start Source passage

Why Machine Learning Validation is important?

With the rise of machine learning integration into everyday systems and processes, monitoring the reliability and accuracy of the projections generated becomes greater. More organizations have deployed machine learning, but few are implementing practices to monitor the model’s performance. Machine learning models produce less than reliable results without watching for bias, drift, and retraining on new data, leaving organizations at risk. These firms would have been wise to implement validation into their ML development but instead are linked to examples of what not to do in this piece.1

Model validation and the practice of MLOps2 aim to test whether the trained model is trustworthy, unbiased, uncovers errors in scoring, identifies scalability challenges, and enhances the overall model quality. Mosaic, a leading aviation systems development company, is a proponent of explainable, actionable, and reliable machine learning solutions. 

In the following case study, Mosaic examines how they built validation into an ML scoring process for Aviation Trajectory predictions. What good are ML-driven projections if they aren’t trustworthy?

ATD-2 Background

Mosaic ATM has been supporting the Airspace Technology Demonstration 2 (ATD-2)3 for several years. NASA’s mission is to provide solutions to several problems in the complex, multi-airport environment. At most airports today, departures are managed to push back from the gate, which can overload runways and cause excessive taxi and hold times. Increasing operational efficiency has several downstream benefits, including significant reduction of CO2 emissions.

end Source passage
start Extracted records

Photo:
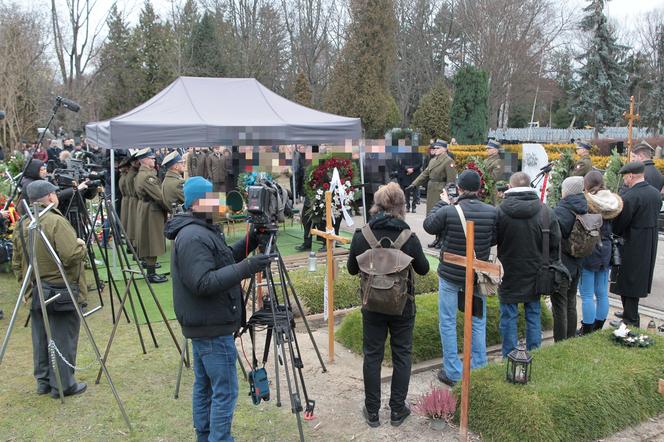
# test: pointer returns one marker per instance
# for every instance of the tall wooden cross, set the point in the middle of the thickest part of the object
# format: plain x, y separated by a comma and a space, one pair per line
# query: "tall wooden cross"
471, 264
630, 117
330, 238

end Extracted records

**Written tasks**
a) In the passage on machine learning validation, which program has Mosaic ATM been supporting for several years?
b) List every quality that the passage on machine learning validation says Mosaic wants its machine learning solutions to have.

**Responses for each task**
a) The Airspace Technology Demonstration 2 (ATD-2).

b)
- Explainable
- Actionable
- Reliable